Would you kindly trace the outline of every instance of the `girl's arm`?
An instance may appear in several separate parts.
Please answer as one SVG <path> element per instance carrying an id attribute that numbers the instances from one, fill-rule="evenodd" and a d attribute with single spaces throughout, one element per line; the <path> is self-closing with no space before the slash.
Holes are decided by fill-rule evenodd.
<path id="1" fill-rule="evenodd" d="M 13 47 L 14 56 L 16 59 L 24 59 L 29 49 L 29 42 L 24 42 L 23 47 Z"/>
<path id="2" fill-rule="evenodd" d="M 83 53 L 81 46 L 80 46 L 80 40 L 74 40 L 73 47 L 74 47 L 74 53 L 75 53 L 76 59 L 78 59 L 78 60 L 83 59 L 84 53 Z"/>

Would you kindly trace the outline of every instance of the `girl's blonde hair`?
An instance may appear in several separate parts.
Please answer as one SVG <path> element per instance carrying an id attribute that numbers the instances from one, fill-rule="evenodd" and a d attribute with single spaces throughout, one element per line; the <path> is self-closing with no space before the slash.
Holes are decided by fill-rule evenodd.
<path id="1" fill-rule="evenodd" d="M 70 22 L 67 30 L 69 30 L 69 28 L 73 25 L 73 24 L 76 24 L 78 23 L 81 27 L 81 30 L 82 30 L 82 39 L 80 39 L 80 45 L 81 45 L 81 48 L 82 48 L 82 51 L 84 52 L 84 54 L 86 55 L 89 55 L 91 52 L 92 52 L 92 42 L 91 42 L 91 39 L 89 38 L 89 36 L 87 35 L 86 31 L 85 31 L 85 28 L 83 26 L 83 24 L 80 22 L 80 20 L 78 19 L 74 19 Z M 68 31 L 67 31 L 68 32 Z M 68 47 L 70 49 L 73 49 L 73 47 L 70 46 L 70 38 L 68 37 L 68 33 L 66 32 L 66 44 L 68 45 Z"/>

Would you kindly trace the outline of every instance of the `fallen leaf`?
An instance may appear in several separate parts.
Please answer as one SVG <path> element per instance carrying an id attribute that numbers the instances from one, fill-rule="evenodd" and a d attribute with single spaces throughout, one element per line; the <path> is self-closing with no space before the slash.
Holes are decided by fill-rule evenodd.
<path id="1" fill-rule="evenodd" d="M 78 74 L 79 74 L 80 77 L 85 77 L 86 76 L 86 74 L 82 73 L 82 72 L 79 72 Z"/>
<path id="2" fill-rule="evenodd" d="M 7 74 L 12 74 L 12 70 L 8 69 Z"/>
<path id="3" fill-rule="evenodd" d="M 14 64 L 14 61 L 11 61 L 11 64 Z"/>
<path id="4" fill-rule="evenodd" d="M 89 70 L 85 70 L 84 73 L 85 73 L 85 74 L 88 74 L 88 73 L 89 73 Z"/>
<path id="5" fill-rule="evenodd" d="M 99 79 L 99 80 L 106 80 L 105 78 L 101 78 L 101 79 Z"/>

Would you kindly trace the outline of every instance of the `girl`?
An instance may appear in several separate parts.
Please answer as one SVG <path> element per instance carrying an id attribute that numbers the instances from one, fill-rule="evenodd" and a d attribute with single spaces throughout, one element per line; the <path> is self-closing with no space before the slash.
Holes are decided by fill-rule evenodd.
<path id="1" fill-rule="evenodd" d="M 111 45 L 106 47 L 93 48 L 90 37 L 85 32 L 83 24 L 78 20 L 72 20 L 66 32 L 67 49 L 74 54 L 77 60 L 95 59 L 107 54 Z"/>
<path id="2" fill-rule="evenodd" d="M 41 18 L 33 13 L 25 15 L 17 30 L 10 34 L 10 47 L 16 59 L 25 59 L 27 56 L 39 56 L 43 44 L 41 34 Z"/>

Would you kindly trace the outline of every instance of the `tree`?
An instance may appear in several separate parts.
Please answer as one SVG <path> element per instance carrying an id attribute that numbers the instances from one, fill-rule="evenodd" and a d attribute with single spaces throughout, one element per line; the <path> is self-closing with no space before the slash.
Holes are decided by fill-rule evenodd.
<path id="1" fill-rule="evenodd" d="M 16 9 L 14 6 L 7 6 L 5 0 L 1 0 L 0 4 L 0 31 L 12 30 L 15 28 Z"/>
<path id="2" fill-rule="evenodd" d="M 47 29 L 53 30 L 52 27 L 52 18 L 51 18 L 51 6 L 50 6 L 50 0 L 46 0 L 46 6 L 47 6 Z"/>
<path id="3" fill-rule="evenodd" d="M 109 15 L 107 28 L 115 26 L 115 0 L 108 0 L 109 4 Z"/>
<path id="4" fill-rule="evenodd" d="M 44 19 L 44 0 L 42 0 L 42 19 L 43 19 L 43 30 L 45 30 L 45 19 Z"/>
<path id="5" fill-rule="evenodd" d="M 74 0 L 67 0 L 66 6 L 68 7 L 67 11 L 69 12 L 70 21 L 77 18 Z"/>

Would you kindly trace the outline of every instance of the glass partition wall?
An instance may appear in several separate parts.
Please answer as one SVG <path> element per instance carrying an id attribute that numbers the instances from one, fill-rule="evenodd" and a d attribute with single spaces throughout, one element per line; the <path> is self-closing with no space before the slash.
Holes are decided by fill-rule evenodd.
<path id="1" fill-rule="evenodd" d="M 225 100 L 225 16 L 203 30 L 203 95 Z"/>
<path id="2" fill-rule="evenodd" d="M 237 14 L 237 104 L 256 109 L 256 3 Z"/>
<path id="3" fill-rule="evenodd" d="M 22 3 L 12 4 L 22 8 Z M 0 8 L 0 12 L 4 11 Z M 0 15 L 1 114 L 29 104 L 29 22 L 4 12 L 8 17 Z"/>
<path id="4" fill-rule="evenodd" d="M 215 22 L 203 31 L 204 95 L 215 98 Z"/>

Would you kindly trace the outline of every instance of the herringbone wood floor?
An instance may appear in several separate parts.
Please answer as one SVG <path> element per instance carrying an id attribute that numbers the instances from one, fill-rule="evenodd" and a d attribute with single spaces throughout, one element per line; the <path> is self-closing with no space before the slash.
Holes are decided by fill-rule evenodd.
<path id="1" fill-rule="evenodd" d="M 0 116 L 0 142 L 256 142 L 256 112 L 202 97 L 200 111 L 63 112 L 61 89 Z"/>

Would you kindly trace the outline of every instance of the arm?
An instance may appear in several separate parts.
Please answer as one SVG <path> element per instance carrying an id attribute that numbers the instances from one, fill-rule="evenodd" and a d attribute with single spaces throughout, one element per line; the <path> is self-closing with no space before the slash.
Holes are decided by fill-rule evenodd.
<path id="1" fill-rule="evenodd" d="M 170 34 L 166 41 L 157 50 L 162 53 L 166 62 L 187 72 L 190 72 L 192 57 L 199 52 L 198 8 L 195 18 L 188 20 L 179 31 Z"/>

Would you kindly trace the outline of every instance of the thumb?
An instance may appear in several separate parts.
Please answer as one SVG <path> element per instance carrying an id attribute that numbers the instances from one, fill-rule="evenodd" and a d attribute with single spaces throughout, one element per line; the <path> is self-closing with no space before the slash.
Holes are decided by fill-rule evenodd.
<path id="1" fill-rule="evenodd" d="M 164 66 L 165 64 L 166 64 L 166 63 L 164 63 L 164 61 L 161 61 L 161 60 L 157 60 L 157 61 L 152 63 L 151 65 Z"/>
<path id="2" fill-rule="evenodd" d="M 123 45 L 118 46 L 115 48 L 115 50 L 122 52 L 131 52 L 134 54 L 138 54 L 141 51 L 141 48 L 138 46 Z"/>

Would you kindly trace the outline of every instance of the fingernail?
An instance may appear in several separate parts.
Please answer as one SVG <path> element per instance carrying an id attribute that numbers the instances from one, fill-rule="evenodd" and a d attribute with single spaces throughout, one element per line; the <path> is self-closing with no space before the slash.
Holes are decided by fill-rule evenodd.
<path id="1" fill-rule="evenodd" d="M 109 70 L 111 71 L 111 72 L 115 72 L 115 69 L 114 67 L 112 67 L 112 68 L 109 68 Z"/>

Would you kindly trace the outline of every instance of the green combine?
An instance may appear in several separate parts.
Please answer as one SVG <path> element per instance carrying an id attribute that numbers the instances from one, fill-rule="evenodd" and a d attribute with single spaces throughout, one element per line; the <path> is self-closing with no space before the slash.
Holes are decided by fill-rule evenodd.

_WHAT THE TASK REQUIRES:_
Transcribe exactly, and only, the lines from the one bearing "the green combine?" through the last line of the entries, counting both.

_EXERCISE RESPONSE:_
Would you kindly trace the outline of every instance of the green combine?
An instance may appear in several separate parts.
Please answer as one SVG <path> element per instance carrying an id attribute that numbers the instances from one, fill-rule="evenodd" and a d attribute with single spaces throughout, one element per line; the <path> is self-closing with no space before the slash.
Holes are decided by fill-rule evenodd.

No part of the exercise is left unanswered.